### EXCERPT
# Some of my crypts



## Xema (Mar 24, 2004)

My little indoor set up, give to me the opportunity to take a close control of the critical parameters as ph and CE... don´t forgetting that with an artificial light are getting a more quality lighting with less heat than sunlight. And the hight humidity grade give it the possibility to send sumersed-type leaves. So the result is a healthy specimens.

C. crispatula var. balansae 'Red Lucanas'










C. albida 'Rot'










C. usteriana










C. coronata










yet adaptating C. nurii










C. aponogetifolia










C. affinis 'Sebas' the stirpe grows in South America for many years. May be the one of the first ones stirpes of affinis imported to this continent.










And my last flowering plant, C. pontederiifolia










Greets from Spain


----------



## Plattykins (Apr 3, 2005)

Very nice! I especially like the moss covering the soil.


----------



## jerseyjay (Jan 25, 2004)

Xema, 

As always, exceptional work !


----------



## tsunami (Jan 24, 2004)

Beautiful, vigorous rare/uncommon Cryptocoryne collection. Congratulations on growing usteriana and aponogetiifolia emersed! 

Carlos


----------



## EDGE (Feb 28, 2004)

Great looking plant. Does the 'red lucanas' get real big?


----------



## Xema (Mar 24, 2004)

Edge,

Red Lucanas is a variant what doesn´t grow so tall as regular balansae... I ussually get balansae specimens with 80/90cm long, but never got red lucanas over 60 cm long.

But don´t take as rigth my reply.... I am not a serius/real crypt collector


----------



## Aaron (Feb 12, 2004)

Very nice Xema. Can I ask from where you got your usteriana? Looks more like aponogetifolia to me. Certainly not like the usteriana I have growing emersed anyway. Did you get it from Roland? Either way, it's a beautiful plant.

Good luck with the nurii, I have a plant that is going on three years and it still seems like it is "adapting" to emersed culture!


----------



## Xema (Mar 24, 2004)

Aaron,

I got my usteriana from GreenChapter... does any wrong ID?

Some more Crypts

C. crispatula var. balansae growing on live moss










C. crispatula var. balansae growing in coconut peat and sand mixture.










C. longicauda on half dead moss and top layer with live moss










C. spiralis var. spiralis growing on live moss










Greets from Spain


----------



## Aaron (Feb 12, 2004)

Xema said:


> Aaron,
> 
> I got my usteriana from GreenChapter... does any wrong ID?


I thought so. I too got some of these "usteriana" from Roland and thought they were aponogetifolia. I asked Roland about it too and he said they look suspiciously like apono. Who knows though, until we see a flower.

Excellent work Xema, this thread inspired me to go clean out my "crypto-crypt".


----------



## Happy Camper (Jul 22, 2004)

Saved entries

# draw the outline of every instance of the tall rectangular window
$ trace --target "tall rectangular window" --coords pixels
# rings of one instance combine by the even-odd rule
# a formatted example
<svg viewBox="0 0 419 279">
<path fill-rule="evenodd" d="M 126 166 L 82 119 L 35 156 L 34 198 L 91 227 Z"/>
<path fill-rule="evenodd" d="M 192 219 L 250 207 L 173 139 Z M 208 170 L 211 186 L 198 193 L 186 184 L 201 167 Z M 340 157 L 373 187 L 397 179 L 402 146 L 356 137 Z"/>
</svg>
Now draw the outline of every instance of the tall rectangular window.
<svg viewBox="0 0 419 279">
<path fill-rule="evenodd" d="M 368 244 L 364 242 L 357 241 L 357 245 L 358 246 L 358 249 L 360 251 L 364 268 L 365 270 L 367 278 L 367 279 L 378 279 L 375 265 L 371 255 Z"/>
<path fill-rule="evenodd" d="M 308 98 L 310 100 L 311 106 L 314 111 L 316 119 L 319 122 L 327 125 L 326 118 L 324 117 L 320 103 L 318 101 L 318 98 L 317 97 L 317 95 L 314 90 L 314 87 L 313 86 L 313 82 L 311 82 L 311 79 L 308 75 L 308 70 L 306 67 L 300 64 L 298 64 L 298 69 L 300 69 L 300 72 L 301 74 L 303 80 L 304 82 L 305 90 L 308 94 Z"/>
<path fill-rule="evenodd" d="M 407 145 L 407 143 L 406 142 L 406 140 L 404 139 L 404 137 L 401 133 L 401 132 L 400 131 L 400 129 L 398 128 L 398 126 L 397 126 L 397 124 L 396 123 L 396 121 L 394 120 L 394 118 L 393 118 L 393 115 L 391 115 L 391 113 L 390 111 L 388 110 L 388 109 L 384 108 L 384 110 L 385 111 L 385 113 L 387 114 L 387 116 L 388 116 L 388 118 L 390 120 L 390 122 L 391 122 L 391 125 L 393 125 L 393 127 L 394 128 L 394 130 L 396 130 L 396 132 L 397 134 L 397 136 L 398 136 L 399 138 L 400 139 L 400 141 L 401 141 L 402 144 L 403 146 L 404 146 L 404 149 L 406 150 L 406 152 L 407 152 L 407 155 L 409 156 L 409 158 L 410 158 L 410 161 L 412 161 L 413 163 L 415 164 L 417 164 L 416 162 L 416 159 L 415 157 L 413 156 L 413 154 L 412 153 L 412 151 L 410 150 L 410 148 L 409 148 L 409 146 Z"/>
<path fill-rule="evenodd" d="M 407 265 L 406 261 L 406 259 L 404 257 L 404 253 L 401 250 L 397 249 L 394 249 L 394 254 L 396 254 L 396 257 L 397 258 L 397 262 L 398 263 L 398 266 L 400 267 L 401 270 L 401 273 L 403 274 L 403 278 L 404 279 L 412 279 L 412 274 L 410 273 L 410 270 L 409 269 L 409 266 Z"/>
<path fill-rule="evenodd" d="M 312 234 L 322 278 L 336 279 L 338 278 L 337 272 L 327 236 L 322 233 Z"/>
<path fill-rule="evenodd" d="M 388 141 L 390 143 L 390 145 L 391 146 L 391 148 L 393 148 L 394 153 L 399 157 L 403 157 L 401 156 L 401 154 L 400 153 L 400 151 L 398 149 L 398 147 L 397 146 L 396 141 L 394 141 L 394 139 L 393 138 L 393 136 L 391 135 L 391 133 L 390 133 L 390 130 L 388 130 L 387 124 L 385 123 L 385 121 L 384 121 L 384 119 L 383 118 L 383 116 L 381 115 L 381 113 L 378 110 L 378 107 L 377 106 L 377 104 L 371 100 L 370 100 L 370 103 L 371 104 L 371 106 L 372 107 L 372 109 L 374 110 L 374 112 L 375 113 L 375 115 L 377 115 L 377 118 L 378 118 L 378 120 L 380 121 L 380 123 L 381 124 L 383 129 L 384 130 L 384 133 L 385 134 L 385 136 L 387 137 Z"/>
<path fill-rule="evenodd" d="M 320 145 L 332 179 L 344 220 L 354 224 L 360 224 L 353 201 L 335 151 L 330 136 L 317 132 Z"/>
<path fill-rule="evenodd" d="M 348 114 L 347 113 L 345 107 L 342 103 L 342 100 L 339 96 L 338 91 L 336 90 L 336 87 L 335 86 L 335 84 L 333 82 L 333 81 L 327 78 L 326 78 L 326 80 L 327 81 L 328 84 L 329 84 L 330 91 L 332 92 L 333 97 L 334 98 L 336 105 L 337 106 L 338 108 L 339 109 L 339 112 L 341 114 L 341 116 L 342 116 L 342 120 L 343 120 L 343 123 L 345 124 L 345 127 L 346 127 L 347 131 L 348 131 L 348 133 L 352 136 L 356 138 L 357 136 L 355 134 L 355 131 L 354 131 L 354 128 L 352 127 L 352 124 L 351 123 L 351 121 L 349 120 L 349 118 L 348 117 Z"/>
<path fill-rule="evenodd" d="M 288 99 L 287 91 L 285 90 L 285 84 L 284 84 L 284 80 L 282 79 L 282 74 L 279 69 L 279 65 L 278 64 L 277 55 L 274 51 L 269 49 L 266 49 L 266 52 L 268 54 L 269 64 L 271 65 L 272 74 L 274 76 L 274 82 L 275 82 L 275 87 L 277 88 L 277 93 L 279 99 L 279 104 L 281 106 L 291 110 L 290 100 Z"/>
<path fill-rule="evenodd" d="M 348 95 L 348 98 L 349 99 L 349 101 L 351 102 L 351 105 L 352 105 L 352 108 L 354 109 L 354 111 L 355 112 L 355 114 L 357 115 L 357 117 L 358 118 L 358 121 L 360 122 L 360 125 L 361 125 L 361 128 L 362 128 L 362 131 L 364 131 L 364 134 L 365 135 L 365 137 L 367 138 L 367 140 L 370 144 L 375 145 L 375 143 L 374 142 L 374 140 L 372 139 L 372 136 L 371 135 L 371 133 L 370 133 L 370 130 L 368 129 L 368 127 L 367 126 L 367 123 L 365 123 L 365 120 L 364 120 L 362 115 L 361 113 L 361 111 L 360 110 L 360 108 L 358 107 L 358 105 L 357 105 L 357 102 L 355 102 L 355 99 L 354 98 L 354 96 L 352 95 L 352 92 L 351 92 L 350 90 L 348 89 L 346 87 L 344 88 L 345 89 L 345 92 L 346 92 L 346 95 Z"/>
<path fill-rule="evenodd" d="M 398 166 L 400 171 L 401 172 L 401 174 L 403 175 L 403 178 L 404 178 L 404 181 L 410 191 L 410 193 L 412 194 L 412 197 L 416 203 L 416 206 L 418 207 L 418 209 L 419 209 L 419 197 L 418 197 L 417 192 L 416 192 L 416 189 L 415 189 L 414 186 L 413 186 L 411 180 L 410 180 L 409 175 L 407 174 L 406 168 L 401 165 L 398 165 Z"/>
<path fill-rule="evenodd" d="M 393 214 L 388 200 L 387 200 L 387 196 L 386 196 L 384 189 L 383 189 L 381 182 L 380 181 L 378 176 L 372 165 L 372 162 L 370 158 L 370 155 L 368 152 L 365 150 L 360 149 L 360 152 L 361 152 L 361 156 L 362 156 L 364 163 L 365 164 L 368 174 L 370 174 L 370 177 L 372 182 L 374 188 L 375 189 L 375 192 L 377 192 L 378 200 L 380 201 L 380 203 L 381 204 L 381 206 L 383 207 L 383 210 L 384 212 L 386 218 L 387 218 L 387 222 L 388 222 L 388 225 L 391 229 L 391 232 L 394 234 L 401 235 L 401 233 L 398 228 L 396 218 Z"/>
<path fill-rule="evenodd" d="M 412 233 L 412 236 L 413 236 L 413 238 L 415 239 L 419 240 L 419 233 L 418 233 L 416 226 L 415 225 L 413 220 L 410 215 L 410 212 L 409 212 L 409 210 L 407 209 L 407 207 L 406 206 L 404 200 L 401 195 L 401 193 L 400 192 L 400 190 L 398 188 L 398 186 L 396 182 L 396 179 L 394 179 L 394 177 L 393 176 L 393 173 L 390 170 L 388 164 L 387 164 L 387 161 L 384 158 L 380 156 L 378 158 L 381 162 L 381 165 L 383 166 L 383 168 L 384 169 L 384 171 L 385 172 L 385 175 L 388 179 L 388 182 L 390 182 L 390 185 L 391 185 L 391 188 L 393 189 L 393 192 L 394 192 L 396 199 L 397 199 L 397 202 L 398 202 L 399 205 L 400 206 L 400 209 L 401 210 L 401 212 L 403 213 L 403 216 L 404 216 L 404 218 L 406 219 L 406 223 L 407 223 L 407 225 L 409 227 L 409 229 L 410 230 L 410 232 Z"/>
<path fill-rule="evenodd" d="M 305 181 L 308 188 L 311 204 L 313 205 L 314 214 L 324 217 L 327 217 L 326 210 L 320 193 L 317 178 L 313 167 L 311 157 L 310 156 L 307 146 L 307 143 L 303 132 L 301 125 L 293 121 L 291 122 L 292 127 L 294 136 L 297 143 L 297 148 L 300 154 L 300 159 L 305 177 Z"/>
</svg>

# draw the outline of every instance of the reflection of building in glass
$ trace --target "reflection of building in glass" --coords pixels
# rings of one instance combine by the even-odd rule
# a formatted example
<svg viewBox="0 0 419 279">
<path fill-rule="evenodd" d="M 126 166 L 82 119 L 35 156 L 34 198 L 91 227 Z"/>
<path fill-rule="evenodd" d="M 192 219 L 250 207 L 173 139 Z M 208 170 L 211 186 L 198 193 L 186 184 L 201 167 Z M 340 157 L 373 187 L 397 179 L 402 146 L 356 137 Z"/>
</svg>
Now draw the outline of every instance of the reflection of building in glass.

### THE TASKS
- a) Answer these questions using the Cryptocoryne thread:
(i) What is the greatest length Xema has seen 'Red Lucanas' reach?
(ii) Where did Xema get the usteriana?
(iii) How long has Aaron had the nurii plant that still seems to be "adapting"?
- b) Resume the Cryptocoryne thread after its last line.

### ANSWERS FOR THE TASKS
- a)
(i) Never over 60 cm.
(ii) From GreenChapter.
(iii) Going on three years.

- b)
Hi there Xema

I am interested to know the substrate you used on your pontederiifolia, I have one growing emmersed but it is doing very poorly, any tips I can try to improve it? Thanks

Kind Regards
Cameron


----------



## Xema (Mar 24, 2004)

Aaron said:


> I thought so. I too got some of these "usteriana" from Roland and thought they were aponogetifolia. I asked Roland about it too and he said they look suspiciously like apono. Who knows though, until we see a flower.
> 
> Excellent work Xema, this thread inspired me to go clean out my "crypto-crypt".


Have aponogetifolia and usteriana in the same condition (I mean lighting condition) and I can tell you usteriana looks different to aponogetifolia... Last one is yet a young plant... but differents color in the petiole. Maybe in the next year we will see the real indentity.

Harry,

I have to kinds of pontederiifolia, one from my friend Antonio Trias, which in submerged culture grow so big, over 30 cm. This ones have a vigorous growth but little heigth. Other one got it from eBay sold as cordata var. cordata from a guy in england. This one is what you are seeing flowering in picture above. It´s a very big and vigorous plant... will tray to take a picture of both together.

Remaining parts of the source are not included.